- [Instructions to follow]: Show every line of the records below that contains the word "blurred".

[Object point labels]
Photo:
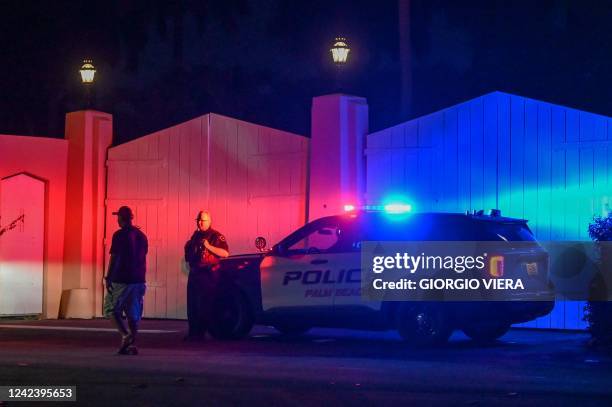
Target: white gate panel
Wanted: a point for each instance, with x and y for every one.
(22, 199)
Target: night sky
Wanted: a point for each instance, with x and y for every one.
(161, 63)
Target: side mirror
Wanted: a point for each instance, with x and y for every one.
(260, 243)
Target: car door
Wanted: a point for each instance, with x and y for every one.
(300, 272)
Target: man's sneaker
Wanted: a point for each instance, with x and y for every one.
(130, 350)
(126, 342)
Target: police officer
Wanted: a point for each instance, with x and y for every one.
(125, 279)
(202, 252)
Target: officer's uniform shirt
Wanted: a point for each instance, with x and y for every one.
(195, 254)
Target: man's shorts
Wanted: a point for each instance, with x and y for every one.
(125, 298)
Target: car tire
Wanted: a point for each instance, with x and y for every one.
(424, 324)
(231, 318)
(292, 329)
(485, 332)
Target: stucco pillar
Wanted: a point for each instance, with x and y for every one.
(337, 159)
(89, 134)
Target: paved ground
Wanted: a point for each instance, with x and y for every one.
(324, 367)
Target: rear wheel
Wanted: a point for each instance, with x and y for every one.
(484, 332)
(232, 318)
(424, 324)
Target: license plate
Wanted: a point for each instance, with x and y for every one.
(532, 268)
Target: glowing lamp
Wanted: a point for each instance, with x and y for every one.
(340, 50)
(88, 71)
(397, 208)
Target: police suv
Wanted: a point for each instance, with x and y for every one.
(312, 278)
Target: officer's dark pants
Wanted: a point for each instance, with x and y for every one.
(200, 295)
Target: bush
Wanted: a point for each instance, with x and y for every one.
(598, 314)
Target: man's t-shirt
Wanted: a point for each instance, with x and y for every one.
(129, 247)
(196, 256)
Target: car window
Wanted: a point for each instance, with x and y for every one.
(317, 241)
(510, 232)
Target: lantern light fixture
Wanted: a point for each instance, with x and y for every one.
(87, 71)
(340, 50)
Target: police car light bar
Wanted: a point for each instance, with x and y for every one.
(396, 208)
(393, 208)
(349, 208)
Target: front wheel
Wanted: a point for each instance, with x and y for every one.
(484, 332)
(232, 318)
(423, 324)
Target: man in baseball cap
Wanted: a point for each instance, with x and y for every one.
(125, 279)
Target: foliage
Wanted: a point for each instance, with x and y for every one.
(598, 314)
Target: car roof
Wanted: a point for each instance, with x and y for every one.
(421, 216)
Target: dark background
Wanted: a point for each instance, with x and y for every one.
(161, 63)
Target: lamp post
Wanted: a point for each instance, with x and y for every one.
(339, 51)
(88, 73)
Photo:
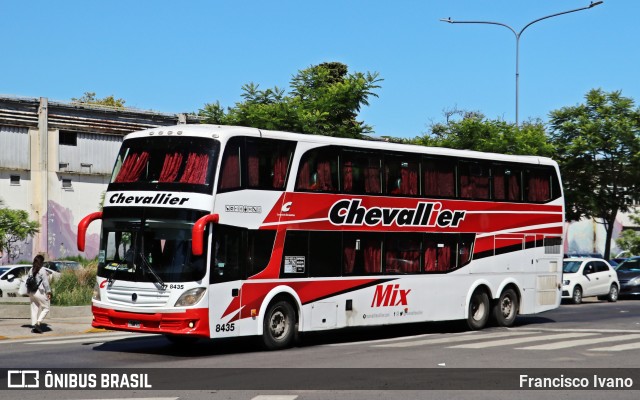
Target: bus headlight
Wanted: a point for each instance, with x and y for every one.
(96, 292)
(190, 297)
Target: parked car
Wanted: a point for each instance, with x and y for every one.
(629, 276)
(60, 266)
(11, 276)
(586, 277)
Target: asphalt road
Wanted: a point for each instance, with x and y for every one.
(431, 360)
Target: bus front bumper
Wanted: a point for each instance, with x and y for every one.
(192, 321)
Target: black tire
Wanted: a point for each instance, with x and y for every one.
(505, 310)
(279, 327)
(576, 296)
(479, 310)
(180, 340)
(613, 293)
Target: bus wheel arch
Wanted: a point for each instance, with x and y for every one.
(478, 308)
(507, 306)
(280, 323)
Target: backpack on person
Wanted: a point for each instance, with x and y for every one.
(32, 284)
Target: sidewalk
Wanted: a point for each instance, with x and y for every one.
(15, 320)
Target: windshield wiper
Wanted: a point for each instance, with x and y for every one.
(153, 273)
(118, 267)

* * *

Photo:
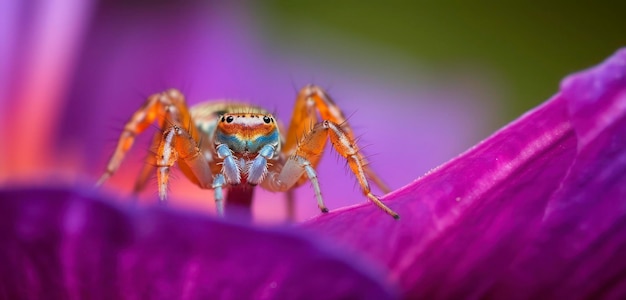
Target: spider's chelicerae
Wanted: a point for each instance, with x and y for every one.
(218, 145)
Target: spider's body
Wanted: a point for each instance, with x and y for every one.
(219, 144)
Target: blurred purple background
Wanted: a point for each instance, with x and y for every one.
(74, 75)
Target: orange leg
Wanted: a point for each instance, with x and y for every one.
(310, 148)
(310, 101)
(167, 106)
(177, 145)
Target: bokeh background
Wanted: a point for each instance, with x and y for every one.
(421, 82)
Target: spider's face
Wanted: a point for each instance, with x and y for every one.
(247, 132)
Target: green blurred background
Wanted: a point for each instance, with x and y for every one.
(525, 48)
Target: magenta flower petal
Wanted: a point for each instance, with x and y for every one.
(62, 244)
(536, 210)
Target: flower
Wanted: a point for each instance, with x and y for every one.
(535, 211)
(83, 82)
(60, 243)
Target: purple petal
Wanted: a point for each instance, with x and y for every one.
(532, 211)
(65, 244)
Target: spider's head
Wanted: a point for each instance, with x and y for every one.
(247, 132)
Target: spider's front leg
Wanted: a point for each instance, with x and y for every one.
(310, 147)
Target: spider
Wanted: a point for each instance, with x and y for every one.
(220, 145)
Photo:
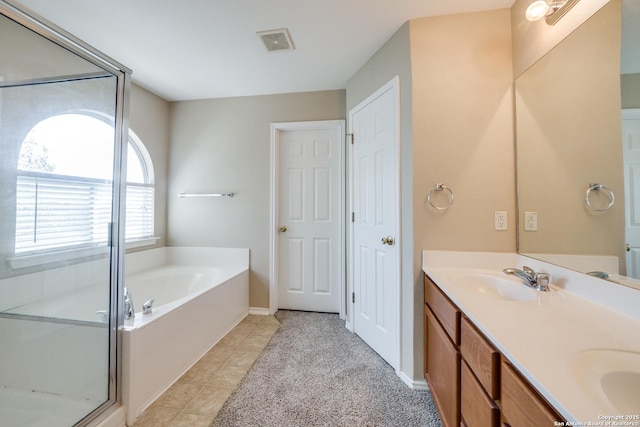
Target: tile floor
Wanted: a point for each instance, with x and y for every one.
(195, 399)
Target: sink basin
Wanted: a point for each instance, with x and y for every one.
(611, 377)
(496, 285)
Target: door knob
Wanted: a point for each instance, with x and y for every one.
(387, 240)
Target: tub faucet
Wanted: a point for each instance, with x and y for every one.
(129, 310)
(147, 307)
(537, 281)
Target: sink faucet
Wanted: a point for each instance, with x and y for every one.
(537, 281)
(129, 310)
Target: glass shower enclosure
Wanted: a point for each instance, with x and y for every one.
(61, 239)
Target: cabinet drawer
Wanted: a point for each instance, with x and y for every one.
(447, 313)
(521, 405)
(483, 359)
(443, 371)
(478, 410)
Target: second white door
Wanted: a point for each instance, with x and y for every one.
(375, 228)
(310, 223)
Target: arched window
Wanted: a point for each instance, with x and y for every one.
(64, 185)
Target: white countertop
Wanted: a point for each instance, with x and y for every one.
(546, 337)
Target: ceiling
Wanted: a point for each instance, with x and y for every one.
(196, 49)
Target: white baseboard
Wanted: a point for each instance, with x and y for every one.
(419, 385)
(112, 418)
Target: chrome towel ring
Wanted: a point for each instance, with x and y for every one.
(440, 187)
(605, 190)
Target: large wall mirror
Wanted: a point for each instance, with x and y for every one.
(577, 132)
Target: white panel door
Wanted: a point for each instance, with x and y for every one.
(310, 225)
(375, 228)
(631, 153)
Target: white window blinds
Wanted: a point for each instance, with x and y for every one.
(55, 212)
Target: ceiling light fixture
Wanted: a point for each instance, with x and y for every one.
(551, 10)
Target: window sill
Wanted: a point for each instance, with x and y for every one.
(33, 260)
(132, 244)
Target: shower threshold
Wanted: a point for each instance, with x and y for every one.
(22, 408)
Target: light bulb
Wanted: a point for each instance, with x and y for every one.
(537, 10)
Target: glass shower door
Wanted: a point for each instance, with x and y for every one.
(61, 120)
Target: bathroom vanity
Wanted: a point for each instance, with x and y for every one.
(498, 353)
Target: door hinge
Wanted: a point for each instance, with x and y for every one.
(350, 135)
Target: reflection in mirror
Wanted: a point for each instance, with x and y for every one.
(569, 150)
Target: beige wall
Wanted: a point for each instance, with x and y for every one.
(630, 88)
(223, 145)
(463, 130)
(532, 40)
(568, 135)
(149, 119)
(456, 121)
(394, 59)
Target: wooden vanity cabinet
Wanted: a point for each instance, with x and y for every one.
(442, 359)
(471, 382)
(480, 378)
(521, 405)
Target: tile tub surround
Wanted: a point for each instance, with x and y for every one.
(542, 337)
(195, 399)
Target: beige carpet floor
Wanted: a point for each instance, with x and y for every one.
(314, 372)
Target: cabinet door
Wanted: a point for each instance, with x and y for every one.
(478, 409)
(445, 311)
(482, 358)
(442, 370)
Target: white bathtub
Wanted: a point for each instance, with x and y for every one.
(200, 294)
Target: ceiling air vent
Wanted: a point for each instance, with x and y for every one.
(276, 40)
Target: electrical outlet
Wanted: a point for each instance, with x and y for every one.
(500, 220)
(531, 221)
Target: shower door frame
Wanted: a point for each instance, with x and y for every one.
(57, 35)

- [Answer in full]:
Target: blurred purple background
Target: green blurred background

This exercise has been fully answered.